[Object detection data]
....................
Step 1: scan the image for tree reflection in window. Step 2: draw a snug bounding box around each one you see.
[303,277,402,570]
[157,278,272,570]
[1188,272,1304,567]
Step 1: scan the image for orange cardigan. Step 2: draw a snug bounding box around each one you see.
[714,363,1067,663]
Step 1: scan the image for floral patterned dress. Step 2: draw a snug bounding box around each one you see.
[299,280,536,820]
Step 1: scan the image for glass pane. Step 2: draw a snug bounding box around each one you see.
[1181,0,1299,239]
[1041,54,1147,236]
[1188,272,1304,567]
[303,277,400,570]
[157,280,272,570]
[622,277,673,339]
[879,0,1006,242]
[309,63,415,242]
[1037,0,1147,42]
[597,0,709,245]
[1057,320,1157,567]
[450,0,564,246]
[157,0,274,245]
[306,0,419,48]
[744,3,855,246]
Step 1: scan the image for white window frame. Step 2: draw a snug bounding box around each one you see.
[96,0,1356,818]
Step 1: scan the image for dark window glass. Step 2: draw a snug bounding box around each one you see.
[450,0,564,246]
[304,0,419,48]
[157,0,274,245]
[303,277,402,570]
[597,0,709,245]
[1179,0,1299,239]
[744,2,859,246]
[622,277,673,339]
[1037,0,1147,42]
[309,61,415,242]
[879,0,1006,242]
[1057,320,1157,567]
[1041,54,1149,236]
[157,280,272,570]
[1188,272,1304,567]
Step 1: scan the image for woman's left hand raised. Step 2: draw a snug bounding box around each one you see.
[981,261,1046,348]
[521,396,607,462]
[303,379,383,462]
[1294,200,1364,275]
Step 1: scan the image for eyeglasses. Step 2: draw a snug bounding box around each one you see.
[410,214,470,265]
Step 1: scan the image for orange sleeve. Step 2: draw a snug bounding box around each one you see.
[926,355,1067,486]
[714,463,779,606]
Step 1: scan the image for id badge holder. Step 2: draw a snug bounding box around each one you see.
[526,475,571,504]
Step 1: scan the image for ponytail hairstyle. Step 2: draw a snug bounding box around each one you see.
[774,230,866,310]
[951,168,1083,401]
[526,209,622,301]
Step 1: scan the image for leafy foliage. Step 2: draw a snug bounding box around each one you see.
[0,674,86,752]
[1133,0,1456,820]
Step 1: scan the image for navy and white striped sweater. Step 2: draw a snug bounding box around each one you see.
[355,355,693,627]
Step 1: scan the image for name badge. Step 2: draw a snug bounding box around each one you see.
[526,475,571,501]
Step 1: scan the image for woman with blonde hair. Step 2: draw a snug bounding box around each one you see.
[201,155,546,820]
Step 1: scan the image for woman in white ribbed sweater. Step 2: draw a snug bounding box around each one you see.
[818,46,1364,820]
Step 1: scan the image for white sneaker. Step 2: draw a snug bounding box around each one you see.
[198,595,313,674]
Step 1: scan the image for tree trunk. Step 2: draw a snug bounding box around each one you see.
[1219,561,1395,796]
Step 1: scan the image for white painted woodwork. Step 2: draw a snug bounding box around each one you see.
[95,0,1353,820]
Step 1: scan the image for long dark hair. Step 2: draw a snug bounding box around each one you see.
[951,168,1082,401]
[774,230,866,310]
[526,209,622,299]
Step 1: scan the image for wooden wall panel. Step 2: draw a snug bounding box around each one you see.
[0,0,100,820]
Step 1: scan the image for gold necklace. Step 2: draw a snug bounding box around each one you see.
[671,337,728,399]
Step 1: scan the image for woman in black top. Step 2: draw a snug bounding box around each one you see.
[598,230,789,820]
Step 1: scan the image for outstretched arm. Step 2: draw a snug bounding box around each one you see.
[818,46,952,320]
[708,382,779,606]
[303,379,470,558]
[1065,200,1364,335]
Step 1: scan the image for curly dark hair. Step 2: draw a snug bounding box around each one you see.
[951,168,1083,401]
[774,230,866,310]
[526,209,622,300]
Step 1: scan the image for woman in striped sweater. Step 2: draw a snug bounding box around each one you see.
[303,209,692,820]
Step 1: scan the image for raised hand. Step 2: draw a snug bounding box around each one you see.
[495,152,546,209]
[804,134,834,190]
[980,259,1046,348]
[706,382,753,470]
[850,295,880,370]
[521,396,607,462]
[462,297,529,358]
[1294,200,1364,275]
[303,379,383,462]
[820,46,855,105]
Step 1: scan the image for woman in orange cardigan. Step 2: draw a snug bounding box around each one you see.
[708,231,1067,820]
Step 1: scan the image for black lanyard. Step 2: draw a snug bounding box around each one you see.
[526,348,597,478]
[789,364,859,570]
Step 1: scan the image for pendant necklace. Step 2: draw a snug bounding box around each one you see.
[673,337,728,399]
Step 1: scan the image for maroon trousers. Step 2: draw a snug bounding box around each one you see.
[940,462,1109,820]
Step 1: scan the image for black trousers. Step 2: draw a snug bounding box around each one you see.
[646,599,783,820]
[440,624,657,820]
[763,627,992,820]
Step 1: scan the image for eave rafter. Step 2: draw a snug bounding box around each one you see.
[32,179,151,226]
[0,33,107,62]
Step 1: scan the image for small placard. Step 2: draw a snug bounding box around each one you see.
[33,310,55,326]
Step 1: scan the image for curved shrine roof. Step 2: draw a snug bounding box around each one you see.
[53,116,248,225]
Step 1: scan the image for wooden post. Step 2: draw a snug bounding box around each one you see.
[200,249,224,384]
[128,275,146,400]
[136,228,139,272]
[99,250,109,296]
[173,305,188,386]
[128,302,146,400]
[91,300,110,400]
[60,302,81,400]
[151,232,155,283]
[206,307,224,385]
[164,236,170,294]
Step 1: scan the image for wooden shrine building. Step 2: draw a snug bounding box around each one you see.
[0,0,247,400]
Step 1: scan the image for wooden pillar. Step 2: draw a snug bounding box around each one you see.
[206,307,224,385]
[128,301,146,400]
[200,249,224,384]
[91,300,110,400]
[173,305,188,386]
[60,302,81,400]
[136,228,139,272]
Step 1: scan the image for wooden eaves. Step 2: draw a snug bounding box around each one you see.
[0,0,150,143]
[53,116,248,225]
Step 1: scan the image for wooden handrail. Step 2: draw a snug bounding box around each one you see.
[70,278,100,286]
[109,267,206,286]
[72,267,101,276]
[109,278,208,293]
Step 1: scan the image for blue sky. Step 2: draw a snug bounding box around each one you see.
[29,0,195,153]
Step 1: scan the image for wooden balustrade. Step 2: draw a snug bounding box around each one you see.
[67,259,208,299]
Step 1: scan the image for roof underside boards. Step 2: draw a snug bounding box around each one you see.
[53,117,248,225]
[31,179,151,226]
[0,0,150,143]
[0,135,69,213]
....................
WHAT THE EXERCISE ASKS: Update everything from the line containing "Step 1: scan the image for woman in white" down to the line containing "[526,209,622,299]", replacing "white sneaker" with "canvas sneaker" and leaving the rest of those lines unchanged.

COMPLETE RESPONSE:
Step 1: scan the image for woman in white ribbed sweater. Step 2: draw a snug bounding box around each one you see.
[818,46,1364,820]
Step 1: scan the image for canvas sneaker. Step 2: draw a snug bounding box around each one you see.
[198,595,313,674]
Step 1: scan the image for tree trunk. Step 2: draw a snug bounding box around each one you see.
[1219,561,1395,796]
Step 1: scan the image for white painted woodwork. Step 2: draw a snug bounding box around each one you see.
[95,0,1353,820]
Step 1: scan the image for long dark hair. Step 2: draw a snug bounding box around each one you see.
[951,168,1082,401]
[774,230,866,310]
[526,209,622,299]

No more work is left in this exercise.